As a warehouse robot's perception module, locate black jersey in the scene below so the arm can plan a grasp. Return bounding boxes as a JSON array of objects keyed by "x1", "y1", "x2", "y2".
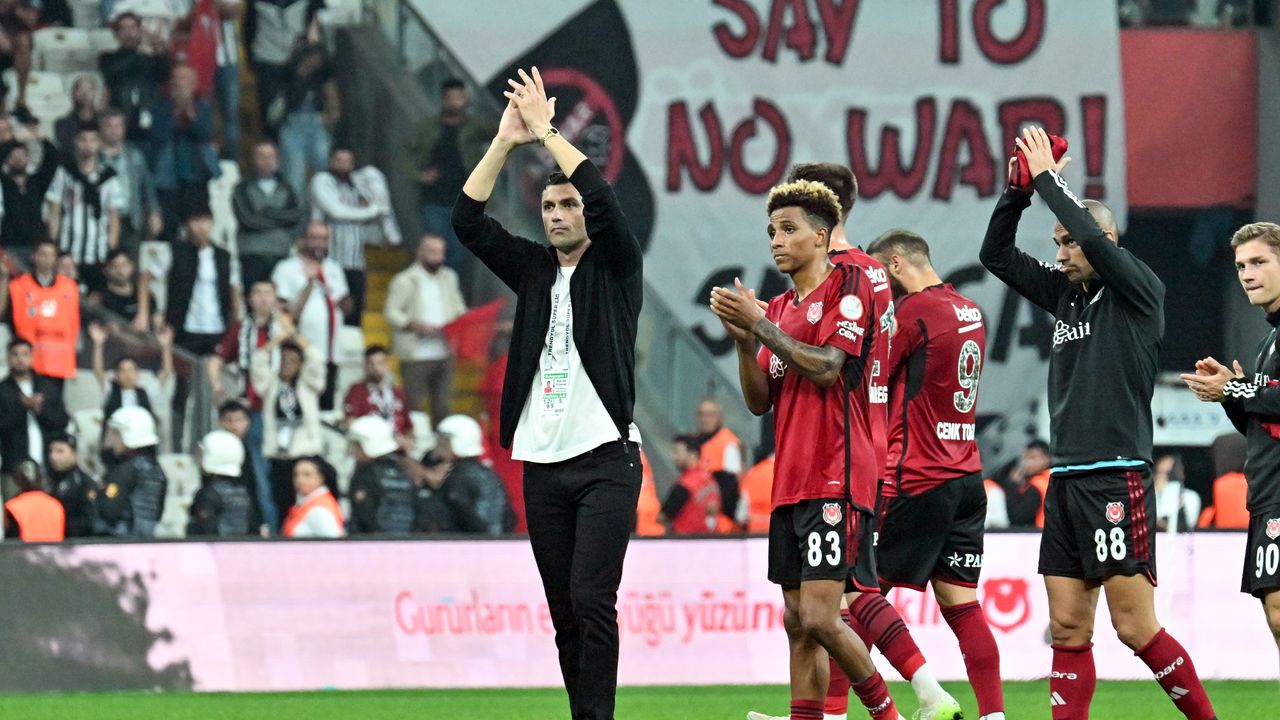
[
  {"x1": 1222, "y1": 313, "x2": 1280, "y2": 515},
  {"x1": 982, "y1": 170, "x2": 1165, "y2": 474}
]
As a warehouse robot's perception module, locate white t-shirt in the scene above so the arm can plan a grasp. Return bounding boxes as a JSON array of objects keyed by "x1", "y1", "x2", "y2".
[
  {"x1": 511, "y1": 268, "x2": 640, "y2": 464},
  {"x1": 271, "y1": 255, "x2": 351, "y2": 363},
  {"x1": 17, "y1": 378, "x2": 45, "y2": 468},
  {"x1": 407, "y1": 263, "x2": 449, "y2": 360}
]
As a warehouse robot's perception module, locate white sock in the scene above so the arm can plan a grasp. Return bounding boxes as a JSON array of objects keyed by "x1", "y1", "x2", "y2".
[{"x1": 911, "y1": 664, "x2": 951, "y2": 707}]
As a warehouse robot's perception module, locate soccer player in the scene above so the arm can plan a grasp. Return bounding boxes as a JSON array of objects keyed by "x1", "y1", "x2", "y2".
[
  {"x1": 773, "y1": 163, "x2": 963, "y2": 720},
  {"x1": 867, "y1": 229, "x2": 1005, "y2": 720},
  {"x1": 980, "y1": 128, "x2": 1213, "y2": 720},
  {"x1": 1183, "y1": 223, "x2": 1280, "y2": 666},
  {"x1": 710, "y1": 175, "x2": 899, "y2": 720}
]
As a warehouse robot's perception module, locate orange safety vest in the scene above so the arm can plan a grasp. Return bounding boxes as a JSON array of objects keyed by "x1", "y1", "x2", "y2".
[
  {"x1": 740, "y1": 455, "x2": 773, "y2": 533},
  {"x1": 636, "y1": 450, "x2": 667, "y2": 537},
  {"x1": 9, "y1": 273, "x2": 79, "y2": 379},
  {"x1": 671, "y1": 468, "x2": 719, "y2": 536},
  {"x1": 1027, "y1": 470, "x2": 1048, "y2": 528},
  {"x1": 1201, "y1": 473, "x2": 1249, "y2": 529},
  {"x1": 280, "y1": 491, "x2": 342, "y2": 538},
  {"x1": 4, "y1": 491, "x2": 67, "y2": 542}
]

▬▬▬

§ Work to complete:
List every line of the data above that contains the word "scene", copying each line in full and in its original order.

§ Exercise answer:
As a warehouse robot's perception module, locate black jersey in the scene below so the arm can plan a grasp. Return bounding boxes as a JSON array of objects keyed by "x1", "y1", "x2", "y2".
As a warehouse robot's perception module, locate white t-shirt in the scene above so the arm can plan a grasp. Return bounding boxes as a JSON array of objects keyed by "x1", "y1", "x2", "y2".
As a warehouse robot's perception module, locate white sock in the scene above so the arm can plan a grasp. Return bounding boxes as a JSON array of objects keyed by "x1", "y1", "x2", "y2".
As a warehouse robot's perception module, locate soccer player in the scene above so the arm can plan a grasp. Return bounding boxes as a JSON array of objects keyed by "x1", "y1", "x2", "y2".
As a warehouse robot's perception module, locate orange safety vest in the scene above so the arm can plan a grasp. Return bounding boxes as a JSON array of objects keyed by "x1", "y1", "x2", "y2".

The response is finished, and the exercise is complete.